▶ _Data_

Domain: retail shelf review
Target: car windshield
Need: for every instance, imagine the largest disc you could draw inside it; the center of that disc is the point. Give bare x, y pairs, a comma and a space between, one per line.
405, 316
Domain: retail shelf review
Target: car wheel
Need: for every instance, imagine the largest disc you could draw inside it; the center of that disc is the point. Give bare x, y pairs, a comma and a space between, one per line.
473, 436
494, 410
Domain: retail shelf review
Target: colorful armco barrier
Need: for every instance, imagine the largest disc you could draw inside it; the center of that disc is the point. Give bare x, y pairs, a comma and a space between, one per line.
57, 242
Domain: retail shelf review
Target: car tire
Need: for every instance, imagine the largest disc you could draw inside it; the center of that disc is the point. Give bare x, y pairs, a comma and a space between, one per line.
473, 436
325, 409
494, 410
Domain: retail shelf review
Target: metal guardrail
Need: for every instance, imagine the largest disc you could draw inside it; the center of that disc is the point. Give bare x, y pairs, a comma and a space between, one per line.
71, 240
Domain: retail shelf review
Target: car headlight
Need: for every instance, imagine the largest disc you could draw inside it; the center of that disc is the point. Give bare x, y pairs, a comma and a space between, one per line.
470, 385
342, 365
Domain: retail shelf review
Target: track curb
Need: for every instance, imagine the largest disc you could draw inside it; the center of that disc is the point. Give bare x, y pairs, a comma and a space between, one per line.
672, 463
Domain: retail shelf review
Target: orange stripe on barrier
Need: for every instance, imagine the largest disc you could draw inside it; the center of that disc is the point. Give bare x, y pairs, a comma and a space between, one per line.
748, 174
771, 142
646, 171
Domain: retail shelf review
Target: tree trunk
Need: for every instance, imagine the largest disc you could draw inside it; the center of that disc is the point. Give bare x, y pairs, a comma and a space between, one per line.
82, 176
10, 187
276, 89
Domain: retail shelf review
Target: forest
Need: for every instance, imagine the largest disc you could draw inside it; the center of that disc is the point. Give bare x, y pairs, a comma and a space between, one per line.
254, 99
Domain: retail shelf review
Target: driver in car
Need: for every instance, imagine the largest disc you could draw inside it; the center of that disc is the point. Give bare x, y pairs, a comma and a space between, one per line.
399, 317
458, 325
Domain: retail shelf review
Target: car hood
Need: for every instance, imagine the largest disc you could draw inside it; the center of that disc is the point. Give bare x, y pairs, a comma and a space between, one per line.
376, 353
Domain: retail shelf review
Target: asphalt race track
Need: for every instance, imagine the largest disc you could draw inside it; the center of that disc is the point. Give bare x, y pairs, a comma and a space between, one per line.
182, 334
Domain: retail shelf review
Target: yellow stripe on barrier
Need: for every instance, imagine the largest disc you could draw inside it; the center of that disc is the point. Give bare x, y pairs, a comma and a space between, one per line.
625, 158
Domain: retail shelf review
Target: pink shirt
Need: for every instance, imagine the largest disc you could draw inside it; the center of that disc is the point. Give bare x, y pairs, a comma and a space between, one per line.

▶ _Task objective_
Copy each record from above exactly, and include every line.

▶ _Written answer_
Domain: retail shelf review
Target: car windshield
Need: for every instance, imagine the largest disc you could draw inside it; the center of that disc is the point. Give bare x, y pairs, a comma and a space between, one per line.
405, 316
Domain: retail shelf review
Target: car wheel
Need: for every instance, imagine the largest disc you could draw inside it; the center of that disc is the point. Give bare x, y pairs, a comma and a space between, one per line.
473, 436
494, 410
Domain: retail shelf review
Target: colorful armco barrier
Need: for every instance, imagine the largest disc you could draw inside it; the center of that disc is the point. Give bare x, y pairs, a comma and a space between, one per line.
57, 242
Domain: retail shelf review
Target: car tire
Need: for every instance, imagine the largest disc you could draw inside it; the center of that disc is the point. Give bare x, y pairs, a comma and a space between, one per line.
473, 436
325, 409
494, 410
Domain: retail shelf review
Target: metal guardrail
Need: for every instance, imagine the largest disc you could draw inside it; the center of that disc is the point. Give bare x, y pairs, a comma and a space between, one per line.
71, 240
Domain: retail shelf review
Target: car headlight
Need: for every instance, imagine the largest disc you could draw inside it; the center of that disc is the point. Give bare x, y pairs, a comma and a space between, one per line.
470, 385
342, 365
Domain: retail shelf review
Target: track curb
Need: for every instance, imagine the largest disc you could draw inside it; the center of that disc is the point. Give bare x, y pairs, a comma and a space between, one per line.
672, 463
Domain: retail shelf review
Target: orange stripe on barrier
Need: for every instance, imagine the largest disc you could draw inside it; the center of that disc is the point. Give bare x, y pairs, a comma and a space between, one per line.
748, 174
771, 142
646, 171
Domain: retail shelf review
Target: tree trunk
Need: for every instance, imagine the largest disc you could draw inside it; the center of that disc is the point. Give bare x, y pairs, a comma and a space between, one per line.
82, 176
10, 187
276, 89
Domain: retail shelf review
Target: forest
Need: for every instance, imagine the largest disc you could draw inside it; the center of that disc is the point. Give bare x, y pairs, a comma and a space between, one per line.
254, 99
Domain: retail shelf review
Target: driver in car
Need: for every instance, imagine the largest disc you could draw inside it; the center of that disc is the point. Give bare x, y pairs, a comma and a space between, one per line.
399, 317
458, 325
Domain: retail shelf review
Target: car hood
Need: for every instance, imagine the largest disc you could draw inside it; the center of that disc is the point. Give bare x, y pairs, a comma and a space between, one per line.
376, 353
Domain: retail shelf review
Target: asphalt race track
Need: for every instance, imagine the largest disc you could draw inside it; the center of that disc is the point. Give bare x, y pairs, a comma and a space between, one per line.
182, 334
Domain: retail shelf review
Target: yellow stripe on barrier
Need: for every instance, imagine the largest disc you could draw inside it; the center of that disc is the point. Give bare x, y pairs, a comma and a space between, one per line.
625, 158
Domain: retail shelf review
Target: pink shirt
Need: for every instance, imagine the largest disc you could draw inside it; the center of that disc is the point. Give bare x, y pairs, a comma and a space between, one per line.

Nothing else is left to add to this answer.